# Material provided:
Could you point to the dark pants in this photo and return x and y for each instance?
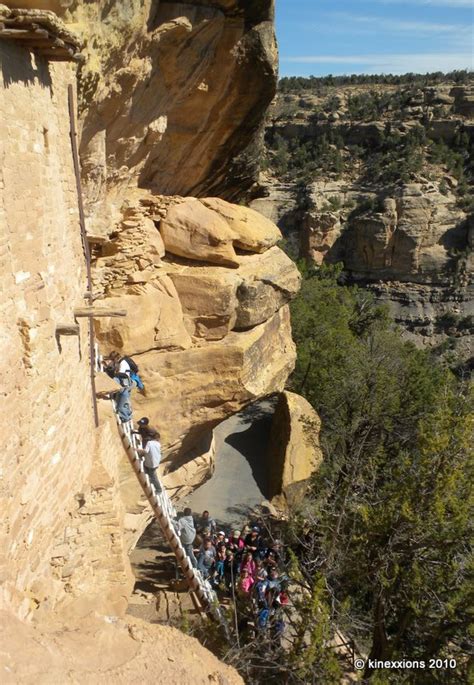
(152, 475)
(190, 552)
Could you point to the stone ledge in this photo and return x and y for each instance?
(41, 31)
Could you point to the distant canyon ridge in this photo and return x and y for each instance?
(378, 176)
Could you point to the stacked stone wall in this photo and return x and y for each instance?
(53, 482)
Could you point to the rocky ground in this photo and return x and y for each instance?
(379, 177)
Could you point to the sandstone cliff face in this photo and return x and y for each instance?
(172, 95)
(208, 323)
(408, 239)
(162, 107)
(293, 450)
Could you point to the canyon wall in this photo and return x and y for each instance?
(59, 474)
(207, 310)
(163, 109)
(396, 214)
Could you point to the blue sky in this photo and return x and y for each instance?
(374, 36)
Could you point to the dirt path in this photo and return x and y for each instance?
(239, 483)
(237, 487)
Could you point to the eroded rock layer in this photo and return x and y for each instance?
(173, 94)
(209, 338)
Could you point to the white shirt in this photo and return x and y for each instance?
(124, 367)
(153, 454)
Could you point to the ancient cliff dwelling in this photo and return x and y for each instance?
(223, 292)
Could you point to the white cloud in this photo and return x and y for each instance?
(389, 64)
(399, 25)
(465, 4)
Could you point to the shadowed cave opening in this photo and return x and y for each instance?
(238, 486)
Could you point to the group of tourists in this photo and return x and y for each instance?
(240, 564)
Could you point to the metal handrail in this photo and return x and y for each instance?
(165, 514)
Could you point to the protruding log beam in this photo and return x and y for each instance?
(96, 312)
(67, 329)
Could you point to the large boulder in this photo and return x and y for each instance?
(154, 320)
(294, 452)
(189, 392)
(192, 230)
(254, 232)
(267, 282)
(208, 295)
(216, 300)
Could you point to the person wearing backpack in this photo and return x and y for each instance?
(132, 371)
(152, 457)
(120, 372)
(187, 532)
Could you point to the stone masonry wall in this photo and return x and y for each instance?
(56, 469)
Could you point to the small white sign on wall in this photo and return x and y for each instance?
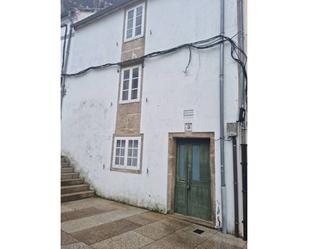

# What you should do:
Rewrite the whole listing above, changing "in this photo" to "in this image" everywhere it occurs and keeping every other word and coordinate the same. Omit the pictures.

# Reply to the task:
Could you point to the dark pants in this image and return x and y for each instance?
(152, 475)
(190, 552)
Could you point to the stone ledge in this image and return x and y for each instance?
(41, 31)
Could you point to the distant canyon ridge in this image and return x and y for each instance?
(378, 176)
Could you point to the stacked stone wall in this image and return x and y for each instance?
(53, 482)
Could you point to the rocky ground in this image and return x and y for each instance?
(379, 177)
Could you point to the sandstone cliff face in this image and return x and y for each instance?
(172, 95)
(208, 323)
(408, 239)
(162, 107)
(293, 450)
Could you point to the canyon wall in this image and return x and y for each instance?
(59, 474)
(207, 310)
(163, 109)
(396, 214)
Could you point to the blue sky in this image and return x and y for each instance?
(374, 36)
Could you point to the dirt path in this image and return x and y for each instance?
(239, 483)
(237, 487)
Could you point to the eroded rock layer in this image and return x and y for each instance?
(173, 94)
(209, 338)
Could you point to the white shirt in this image and return x and y for each instance?
(124, 367)
(153, 454)
Could you point to the ancient cliff dwelling in this image and return x and y for each instance?
(223, 292)
Could you point to the white cloud in this image and return x and y for each instance?
(389, 64)
(399, 25)
(465, 4)
Could you point to the shadowed cave opening in this image and return x and y for each instance?
(238, 486)
Could you point to the group of tourists in this image and return x and y for each instance?
(240, 564)
Could you point to the metal handrail in this image and return x and y for each instance?
(165, 514)
Could you point to the protruding log beam in this image and return x and y for each instance?
(96, 312)
(67, 329)
Could you point to the large boulder in this image and return x and y for each instance?
(154, 320)
(294, 452)
(189, 392)
(192, 230)
(254, 232)
(267, 282)
(208, 295)
(216, 300)
Could you point to the person wearing backpack in this image and return x and y for each instance?
(132, 371)
(152, 457)
(120, 372)
(187, 532)
Could you point to the stone masonry wall in this image and return x and y for each instance?
(56, 469)
Could you point to the small white sign on wall in this image and return x and y for each instance?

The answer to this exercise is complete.